• EXTRACTED DATA
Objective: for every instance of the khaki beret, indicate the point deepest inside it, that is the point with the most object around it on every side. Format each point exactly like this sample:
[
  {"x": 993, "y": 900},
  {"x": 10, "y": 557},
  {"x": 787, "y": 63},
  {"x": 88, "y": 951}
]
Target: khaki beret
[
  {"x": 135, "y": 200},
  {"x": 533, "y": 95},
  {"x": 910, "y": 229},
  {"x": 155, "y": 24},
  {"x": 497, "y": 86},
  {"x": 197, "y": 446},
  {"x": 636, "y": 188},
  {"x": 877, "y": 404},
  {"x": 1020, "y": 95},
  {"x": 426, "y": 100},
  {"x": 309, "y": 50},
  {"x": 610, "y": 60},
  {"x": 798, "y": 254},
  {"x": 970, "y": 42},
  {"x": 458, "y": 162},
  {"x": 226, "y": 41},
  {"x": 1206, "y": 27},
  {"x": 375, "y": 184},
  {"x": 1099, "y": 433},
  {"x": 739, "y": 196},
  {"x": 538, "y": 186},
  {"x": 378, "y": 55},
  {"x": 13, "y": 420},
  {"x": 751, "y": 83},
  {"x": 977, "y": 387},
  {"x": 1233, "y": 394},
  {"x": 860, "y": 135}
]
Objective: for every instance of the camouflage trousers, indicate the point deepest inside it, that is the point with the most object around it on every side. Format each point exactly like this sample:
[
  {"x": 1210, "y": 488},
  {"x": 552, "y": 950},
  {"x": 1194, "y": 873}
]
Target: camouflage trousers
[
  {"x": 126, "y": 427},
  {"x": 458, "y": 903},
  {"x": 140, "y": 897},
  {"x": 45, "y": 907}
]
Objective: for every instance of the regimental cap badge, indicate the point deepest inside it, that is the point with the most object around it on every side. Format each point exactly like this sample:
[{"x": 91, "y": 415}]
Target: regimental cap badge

• WHAT TO WORK ON
Rescale the records from the line with "Objective: for every instance of the camouflage" through the end of the records, and write all of those lines out again with the requests included. Multiply every coordinate in the answers by 1.4 and round to whole numbers, with halves rounding up, but leave the numbers in the requests and their format samples unchanged.

• FINAL RESULT
Objective: for every instance of the camouflage trousers, indicate the point deepest inside it, that is the point with the most object around it on every side. Format each point exactly like this sample:
[
  {"x": 1210, "y": 488},
  {"x": 552, "y": 950},
  {"x": 1194, "y": 873}
]
Target: camouflage trousers
[
  {"x": 176, "y": 598},
  {"x": 641, "y": 1264},
  {"x": 196, "y": 1256},
  {"x": 63, "y": 1270}
]
Objective: for every instance of the regimental cap badge, indicate the point deepest inside it, that is the point with the most object around it on every side. Format each point exactly like this sample:
[{"x": 91, "y": 415}]
Target: regimental cap badge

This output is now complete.